__Input for this task__:

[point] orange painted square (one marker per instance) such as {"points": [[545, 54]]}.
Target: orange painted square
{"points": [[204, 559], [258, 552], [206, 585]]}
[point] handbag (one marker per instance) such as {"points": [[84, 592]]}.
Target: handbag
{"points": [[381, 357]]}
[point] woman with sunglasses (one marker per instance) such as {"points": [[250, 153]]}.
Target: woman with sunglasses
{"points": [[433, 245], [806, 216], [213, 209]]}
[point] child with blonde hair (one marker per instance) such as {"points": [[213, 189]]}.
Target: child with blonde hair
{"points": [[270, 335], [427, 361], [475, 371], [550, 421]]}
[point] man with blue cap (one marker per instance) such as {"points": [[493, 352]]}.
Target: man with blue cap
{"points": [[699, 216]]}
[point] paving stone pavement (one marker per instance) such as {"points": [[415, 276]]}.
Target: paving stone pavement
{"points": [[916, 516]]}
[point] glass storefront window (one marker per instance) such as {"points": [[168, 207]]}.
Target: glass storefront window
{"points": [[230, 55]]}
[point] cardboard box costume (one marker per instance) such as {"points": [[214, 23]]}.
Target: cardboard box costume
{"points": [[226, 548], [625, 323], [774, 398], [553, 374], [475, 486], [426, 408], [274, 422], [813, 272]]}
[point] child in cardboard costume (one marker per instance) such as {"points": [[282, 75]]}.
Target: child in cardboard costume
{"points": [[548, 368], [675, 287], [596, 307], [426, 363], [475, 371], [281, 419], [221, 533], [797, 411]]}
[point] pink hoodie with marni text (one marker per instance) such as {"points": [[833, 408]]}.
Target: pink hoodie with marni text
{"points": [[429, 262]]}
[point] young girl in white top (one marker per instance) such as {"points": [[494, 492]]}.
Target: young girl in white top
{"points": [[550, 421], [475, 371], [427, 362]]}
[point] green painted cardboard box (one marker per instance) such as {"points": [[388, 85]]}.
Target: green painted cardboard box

__What is required__: Update all of the items above, replacing "cardboard" with "paper" everywhere it occurs and leaving every other character as it is.

__Problem solution__:
[point] orange painted square (one marker per instance) such as {"points": [[545, 54]]}.
Target: orange painted square
{"points": [[204, 559], [258, 552], [206, 585]]}
[point] handbag (one marker per instance) such as {"points": [[84, 592]]}.
Target: handbag
{"points": [[381, 357]]}
[point] woman with sunglasses (one marker per instance) such as {"points": [[250, 153]]}.
Target: woman with sunglasses
{"points": [[433, 245], [806, 216], [213, 209]]}
[point] child with blonde hair (one marker per instance) such as {"points": [[213, 189]]}.
Target: child with blonde hair
{"points": [[270, 335], [427, 361], [475, 371], [550, 421]]}
[point] man with blue cap (one marker per instance) such as {"points": [[493, 352]]}.
Target: man with blue cap
{"points": [[699, 216]]}
[point] paving stone pavement (one marker per instance) such as {"points": [[415, 276]]}.
Target: paving stone pavement
{"points": [[916, 516]]}
[point] glass storefront window (one marker per instance) such as {"points": [[168, 207]]}.
Target: glass storefront window
{"points": [[230, 55]]}
[point] paper box costume (one marker per instance) such as {"points": [[214, 23]]}.
Target: paper box costume
{"points": [[226, 548], [625, 323], [774, 398], [553, 374], [475, 486], [426, 408], [274, 422], [813, 272]]}
[point] child in paper costume (one marker per instance) such as {"points": [[282, 75]]}.
Target: child in paper costume
{"points": [[548, 368], [675, 287], [596, 307], [426, 363], [475, 371], [281, 419], [221, 533], [797, 411]]}
[point] pink hoodie with marni text (one marker per instance) such as {"points": [[833, 408]]}.
Target: pink hoodie with marni text
{"points": [[429, 262]]}
[point] young girl in white top (one marker per instance) such as {"points": [[494, 492]]}.
Target: young girl in white top
{"points": [[550, 421], [475, 371], [427, 362]]}
[point] green painted paper box (one marker per instance) such as {"points": [[388, 85]]}.
Target: green painted paper box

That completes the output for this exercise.